(Entries from a dataset)

#####

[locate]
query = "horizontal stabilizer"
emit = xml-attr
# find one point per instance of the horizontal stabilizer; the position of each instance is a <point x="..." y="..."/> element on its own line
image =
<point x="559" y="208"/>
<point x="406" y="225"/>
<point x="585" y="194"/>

#####

Copy out the lines above, switching "horizontal" to "vertical" wherever it occurs and leaving everything else untouched.

_Answer to the exercise:_
[locate]
query = "vertical stabilizer"
emit = xml-attr
# find one point per instance of the vertical stabilizer; the position of each instance is a <point x="..." y="..."/> element on its own line
image =
<point x="559" y="208"/>
<point x="406" y="225"/>
<point x="585" y="194"/>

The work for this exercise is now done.